▸ Stated goal
Starting at the line containing "# point at: white droppings" and ending at the last line of the listing, rewrite those lines with their requests included, multiplying every coordinate by 2.45 and rounding to the nearest whole number, halves up. Give only those lines.

(Coordinate annotation records)
* * * * * * * * *

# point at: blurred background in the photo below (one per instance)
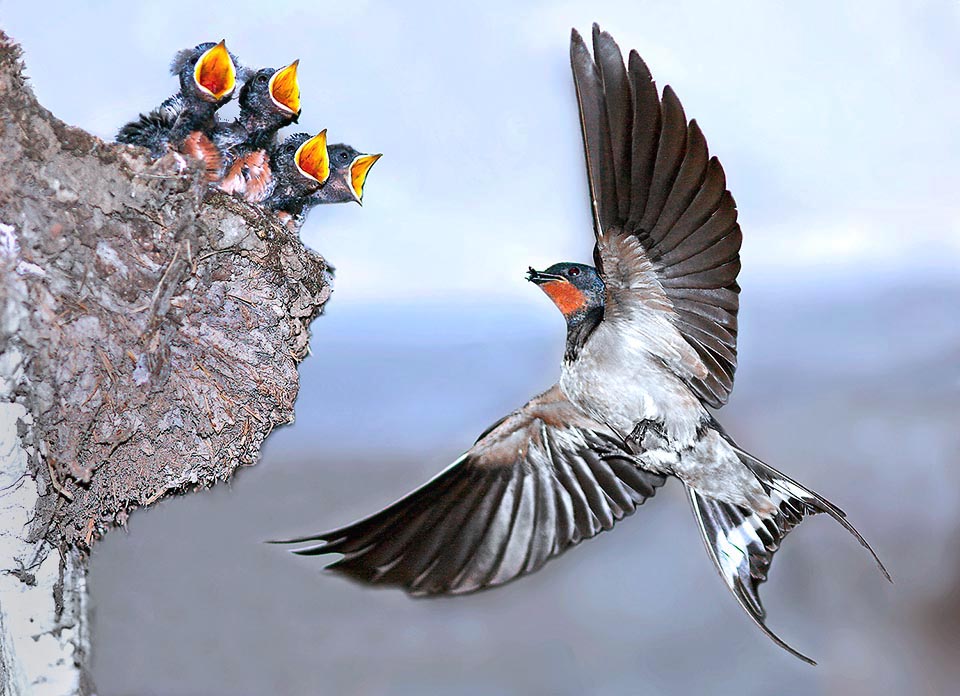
(837, 130)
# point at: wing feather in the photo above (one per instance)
(543, 479)
(656, 181)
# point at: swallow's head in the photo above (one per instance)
(575, 288)
(349, 170)
(272, 96)
(207, 73)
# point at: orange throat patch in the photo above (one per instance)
(565, 295)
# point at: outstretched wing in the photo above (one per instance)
(536, 483)
(666, 227)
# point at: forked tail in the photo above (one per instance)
(742, 543)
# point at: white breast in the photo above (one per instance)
(621, 378)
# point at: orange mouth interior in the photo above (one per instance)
(284, 88)
(358, 172)
(312, 160)
(215, 73)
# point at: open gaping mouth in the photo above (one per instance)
(285, 90)
(215, 74)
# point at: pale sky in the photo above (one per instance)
(836, 125)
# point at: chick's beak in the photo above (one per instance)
(312, 160)
(358, 174)
(215, 73)
(285, 89)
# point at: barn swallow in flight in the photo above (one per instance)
(185, 122)
(308, 172)
(651, 344)
(269, 100)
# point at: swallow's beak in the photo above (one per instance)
(285, 90)
(358, 174)
(215, 74)
(312, 160)
(539, 277)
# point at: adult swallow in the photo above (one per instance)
(307, 172)
(651, 344)
(185, 122)
(269, 100)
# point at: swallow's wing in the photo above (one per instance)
(536, 483)
(666, 227)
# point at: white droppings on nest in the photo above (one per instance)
(27, 268)
(9, 248)
(36, 639)
(109, 256)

* * * * * * * * *

▸ Exercise result
# point at: white droppings on nest in the photo above (one per instance)
(66, 657)
(22, 608)
(88, 1566)
(267, 627)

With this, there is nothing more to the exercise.